**HOW TO COMPLETE THIS TASK**. From the entries that follow, copy each line containing the word "below".

**INFORMATION GIVEN**.
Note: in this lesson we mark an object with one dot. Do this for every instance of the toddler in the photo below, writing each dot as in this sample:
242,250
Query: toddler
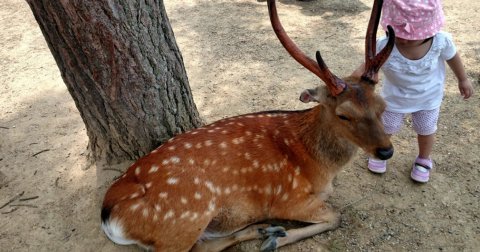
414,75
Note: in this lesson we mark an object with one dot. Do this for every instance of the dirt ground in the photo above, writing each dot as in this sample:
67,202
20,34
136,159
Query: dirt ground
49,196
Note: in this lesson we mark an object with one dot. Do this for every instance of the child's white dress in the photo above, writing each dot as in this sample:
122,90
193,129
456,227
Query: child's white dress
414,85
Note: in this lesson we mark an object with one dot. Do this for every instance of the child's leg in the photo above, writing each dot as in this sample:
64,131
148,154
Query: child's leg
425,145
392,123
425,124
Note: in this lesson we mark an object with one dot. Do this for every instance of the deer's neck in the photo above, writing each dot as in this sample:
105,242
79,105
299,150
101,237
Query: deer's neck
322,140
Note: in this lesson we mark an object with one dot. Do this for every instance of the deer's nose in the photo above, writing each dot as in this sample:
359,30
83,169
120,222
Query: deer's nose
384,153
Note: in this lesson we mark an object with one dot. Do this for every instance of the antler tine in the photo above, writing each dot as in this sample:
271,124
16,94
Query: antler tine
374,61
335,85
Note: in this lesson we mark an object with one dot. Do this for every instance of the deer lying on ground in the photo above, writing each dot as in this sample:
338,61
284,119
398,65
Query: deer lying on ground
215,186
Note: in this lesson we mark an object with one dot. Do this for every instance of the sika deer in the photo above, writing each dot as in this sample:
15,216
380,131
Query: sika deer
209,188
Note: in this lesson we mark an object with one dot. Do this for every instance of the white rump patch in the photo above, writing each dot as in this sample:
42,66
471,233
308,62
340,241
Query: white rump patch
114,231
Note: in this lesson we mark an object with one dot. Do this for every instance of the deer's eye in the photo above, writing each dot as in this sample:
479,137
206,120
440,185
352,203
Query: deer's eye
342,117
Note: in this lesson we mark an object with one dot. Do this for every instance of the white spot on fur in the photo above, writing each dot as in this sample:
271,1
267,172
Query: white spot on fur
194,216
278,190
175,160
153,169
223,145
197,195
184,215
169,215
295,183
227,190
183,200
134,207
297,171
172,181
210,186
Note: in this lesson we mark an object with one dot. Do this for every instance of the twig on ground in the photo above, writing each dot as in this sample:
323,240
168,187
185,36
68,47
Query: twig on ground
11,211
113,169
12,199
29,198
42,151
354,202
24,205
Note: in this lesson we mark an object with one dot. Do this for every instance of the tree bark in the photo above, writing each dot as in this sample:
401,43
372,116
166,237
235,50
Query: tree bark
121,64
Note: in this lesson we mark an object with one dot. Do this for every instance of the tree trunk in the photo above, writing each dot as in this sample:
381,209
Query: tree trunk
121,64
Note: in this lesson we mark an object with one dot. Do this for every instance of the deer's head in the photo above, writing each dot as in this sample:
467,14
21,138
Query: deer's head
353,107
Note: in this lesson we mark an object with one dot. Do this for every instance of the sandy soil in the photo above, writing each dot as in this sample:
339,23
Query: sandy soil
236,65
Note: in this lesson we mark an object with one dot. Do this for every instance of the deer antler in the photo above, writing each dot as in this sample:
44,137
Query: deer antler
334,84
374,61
---
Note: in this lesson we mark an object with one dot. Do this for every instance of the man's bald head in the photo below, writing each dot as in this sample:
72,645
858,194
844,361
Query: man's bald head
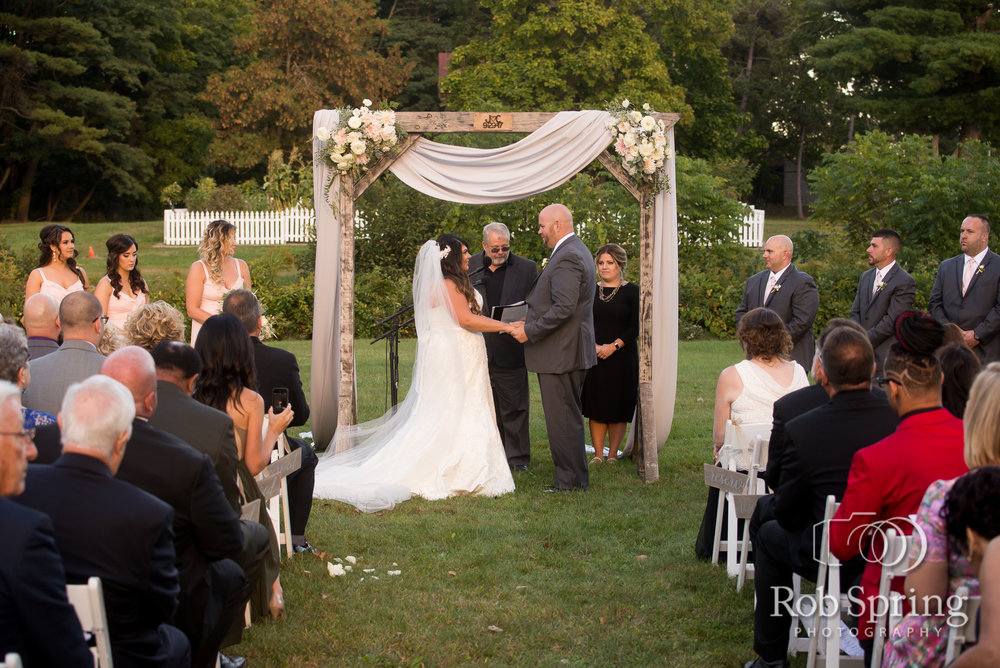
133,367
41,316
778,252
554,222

**RESPONSE**.
Note: in this lesson we mark an object with one dot. Do this for every instance of the toddler in the photo below, writing each dot as in this sample:
Note: in this lesson we mark an object with one dot. Do this for every instance of the man's bald head in the photo below, writing each dot as in this sample:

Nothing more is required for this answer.